=== The input ===

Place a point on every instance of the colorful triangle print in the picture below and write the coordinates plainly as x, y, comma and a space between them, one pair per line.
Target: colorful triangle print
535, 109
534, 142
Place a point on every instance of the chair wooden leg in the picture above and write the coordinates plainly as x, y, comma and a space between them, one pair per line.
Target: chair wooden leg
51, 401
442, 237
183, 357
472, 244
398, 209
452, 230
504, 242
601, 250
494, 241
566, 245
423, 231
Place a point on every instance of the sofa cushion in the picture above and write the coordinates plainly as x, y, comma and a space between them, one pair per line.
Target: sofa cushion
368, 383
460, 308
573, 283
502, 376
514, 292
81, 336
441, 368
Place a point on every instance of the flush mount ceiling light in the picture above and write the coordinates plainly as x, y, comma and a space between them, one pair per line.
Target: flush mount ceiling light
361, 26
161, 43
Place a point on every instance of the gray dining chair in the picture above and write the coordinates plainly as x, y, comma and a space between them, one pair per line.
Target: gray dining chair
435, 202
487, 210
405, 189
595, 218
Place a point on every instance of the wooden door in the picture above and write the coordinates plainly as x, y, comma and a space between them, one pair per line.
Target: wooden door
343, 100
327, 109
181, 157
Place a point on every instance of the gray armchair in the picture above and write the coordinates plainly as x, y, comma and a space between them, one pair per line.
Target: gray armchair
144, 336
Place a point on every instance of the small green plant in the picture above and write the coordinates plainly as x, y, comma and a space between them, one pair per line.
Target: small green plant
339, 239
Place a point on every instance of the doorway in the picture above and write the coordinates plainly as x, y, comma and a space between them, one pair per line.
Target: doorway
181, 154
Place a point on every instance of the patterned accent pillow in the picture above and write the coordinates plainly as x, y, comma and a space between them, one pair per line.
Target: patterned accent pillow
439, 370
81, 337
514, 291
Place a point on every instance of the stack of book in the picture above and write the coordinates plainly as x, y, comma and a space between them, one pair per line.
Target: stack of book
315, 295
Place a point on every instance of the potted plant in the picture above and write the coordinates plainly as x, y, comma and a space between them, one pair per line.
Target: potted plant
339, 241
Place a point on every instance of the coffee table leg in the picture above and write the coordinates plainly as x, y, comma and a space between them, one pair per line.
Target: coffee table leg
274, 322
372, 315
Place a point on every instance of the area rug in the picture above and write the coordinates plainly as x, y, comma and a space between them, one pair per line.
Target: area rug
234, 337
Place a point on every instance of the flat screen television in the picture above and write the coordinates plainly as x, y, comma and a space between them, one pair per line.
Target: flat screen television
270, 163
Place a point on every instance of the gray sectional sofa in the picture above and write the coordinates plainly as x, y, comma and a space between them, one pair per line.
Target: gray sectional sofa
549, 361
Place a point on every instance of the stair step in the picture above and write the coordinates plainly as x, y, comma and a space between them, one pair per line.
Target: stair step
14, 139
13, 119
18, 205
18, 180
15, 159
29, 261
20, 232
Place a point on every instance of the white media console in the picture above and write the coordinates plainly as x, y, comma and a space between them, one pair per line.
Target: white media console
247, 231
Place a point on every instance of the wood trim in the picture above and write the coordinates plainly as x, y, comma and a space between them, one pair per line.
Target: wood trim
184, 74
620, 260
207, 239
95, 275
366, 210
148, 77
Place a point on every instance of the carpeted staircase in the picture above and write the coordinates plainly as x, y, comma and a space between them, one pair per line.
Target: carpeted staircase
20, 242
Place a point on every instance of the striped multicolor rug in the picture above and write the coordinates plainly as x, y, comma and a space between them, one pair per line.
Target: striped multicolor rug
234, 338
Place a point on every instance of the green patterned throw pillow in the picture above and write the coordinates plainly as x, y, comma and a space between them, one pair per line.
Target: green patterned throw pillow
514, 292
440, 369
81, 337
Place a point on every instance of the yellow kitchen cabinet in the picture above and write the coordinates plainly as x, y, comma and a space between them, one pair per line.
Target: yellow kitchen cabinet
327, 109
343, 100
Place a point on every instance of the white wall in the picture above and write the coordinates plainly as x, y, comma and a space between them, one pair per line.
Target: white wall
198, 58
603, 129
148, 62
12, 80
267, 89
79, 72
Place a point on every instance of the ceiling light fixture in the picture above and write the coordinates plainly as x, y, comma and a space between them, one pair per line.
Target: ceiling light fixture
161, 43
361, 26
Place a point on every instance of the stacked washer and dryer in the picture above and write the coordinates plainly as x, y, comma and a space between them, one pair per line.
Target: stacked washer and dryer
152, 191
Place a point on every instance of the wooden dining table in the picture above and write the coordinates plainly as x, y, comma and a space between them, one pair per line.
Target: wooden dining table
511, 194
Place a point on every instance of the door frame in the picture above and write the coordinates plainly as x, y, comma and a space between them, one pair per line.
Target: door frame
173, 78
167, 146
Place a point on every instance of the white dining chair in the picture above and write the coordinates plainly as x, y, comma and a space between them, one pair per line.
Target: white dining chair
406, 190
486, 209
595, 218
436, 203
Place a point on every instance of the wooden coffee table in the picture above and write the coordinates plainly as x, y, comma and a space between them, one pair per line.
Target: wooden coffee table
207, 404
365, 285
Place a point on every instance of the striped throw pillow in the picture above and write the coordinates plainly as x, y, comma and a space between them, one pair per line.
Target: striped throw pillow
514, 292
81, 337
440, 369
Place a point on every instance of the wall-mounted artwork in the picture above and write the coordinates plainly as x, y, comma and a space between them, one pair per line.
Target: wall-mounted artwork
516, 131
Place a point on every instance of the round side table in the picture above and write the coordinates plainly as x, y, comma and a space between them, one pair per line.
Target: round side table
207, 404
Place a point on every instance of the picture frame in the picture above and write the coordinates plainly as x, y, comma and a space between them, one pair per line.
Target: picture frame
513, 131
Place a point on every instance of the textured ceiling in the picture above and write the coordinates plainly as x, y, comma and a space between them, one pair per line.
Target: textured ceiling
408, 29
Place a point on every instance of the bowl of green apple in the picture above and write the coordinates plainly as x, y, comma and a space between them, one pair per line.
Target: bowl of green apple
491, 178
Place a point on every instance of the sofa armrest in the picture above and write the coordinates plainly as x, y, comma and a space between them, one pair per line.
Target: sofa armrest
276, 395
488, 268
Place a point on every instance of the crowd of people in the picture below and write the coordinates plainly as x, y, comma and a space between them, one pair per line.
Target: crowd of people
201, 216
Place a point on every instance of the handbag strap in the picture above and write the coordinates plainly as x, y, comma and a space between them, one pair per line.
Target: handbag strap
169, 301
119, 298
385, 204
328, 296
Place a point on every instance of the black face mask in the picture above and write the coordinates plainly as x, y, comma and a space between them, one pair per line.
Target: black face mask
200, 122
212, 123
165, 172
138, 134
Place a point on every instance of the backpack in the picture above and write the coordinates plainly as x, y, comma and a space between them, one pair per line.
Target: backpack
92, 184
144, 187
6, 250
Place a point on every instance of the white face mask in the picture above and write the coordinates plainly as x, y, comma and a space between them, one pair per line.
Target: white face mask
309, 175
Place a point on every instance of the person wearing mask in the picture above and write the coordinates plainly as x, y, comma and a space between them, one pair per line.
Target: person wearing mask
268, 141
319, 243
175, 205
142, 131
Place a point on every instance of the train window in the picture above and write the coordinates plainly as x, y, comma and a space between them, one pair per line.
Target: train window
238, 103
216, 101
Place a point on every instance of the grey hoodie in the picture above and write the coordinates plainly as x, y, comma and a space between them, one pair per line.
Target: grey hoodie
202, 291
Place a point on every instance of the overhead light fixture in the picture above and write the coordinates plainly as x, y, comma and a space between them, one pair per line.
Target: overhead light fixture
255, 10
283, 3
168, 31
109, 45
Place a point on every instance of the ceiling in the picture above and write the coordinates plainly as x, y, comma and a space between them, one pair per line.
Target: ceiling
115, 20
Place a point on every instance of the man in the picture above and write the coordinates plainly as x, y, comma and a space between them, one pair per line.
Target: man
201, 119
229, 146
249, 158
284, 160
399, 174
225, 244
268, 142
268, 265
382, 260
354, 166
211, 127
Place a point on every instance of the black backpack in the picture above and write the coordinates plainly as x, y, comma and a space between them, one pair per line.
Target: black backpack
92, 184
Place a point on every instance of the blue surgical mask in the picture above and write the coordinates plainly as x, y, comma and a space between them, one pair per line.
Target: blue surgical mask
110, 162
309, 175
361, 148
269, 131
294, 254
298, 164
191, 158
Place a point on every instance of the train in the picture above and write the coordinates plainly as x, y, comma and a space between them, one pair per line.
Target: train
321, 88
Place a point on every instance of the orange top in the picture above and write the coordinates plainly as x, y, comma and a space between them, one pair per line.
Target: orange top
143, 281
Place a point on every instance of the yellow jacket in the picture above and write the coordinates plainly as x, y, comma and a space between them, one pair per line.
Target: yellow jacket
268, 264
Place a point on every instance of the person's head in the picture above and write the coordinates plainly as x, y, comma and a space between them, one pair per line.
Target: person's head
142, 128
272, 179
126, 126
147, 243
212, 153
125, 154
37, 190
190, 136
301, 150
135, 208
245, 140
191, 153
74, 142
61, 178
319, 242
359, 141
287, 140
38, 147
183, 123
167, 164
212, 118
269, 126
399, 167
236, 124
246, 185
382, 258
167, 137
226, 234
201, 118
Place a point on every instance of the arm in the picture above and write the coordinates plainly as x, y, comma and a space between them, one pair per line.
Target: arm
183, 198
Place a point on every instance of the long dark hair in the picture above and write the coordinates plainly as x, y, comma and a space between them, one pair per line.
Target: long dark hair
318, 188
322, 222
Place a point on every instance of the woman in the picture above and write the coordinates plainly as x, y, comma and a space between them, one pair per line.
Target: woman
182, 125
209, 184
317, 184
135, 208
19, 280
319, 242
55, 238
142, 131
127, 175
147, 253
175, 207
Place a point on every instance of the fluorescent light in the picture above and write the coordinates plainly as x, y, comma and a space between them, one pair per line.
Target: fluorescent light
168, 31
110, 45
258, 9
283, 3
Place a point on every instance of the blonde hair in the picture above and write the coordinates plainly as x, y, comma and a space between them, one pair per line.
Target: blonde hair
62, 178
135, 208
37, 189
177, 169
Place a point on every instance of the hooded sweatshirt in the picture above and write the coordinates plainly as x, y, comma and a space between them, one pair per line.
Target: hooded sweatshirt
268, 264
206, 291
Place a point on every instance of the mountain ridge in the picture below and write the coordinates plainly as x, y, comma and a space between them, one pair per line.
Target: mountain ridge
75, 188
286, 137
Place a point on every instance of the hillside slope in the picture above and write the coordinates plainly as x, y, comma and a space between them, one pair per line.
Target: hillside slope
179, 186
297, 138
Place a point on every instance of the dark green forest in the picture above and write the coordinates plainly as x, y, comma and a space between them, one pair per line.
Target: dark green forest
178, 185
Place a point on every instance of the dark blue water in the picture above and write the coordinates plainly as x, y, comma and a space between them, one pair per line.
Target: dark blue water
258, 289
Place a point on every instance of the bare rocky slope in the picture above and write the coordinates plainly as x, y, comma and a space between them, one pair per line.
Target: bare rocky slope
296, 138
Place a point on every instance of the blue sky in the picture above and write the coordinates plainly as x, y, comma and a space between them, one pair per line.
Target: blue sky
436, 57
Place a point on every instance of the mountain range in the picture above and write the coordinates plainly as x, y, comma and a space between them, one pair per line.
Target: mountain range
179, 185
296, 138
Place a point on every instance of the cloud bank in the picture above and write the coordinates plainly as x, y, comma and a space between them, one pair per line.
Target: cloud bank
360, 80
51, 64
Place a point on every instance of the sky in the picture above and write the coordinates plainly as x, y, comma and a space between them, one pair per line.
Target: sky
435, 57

===

• Aim of the task: Go back to the listing above. Copy word for word the lines from the one with "Place a point on every instance of the wall-mounted" through the one with "Place a point on every instance of the textured", and nothing more.

• Solution:
Place a point on every instance of the wall-mounted artwork in the picture above and write the coordinates plainly as x, y, comma and a space between them, one pair per line.
Target: wall-mounted artwork
516, 131
Place a point on every instance of the round side table in the picture above and write the coordinates plainly as x, y, comma and a space between them, one pair per line.
Target: round side table
207, 404
Place a point on every instance of the picture frame in the picture above and write the coordinates plainly as x, y, comma and a space between them, one pair per line.
Target: picture frame
513, 131
Place a point on every instance of the textured ceiling in the picture above and write the coordinates plainly as x, y, comma and a space between them, one pair per line.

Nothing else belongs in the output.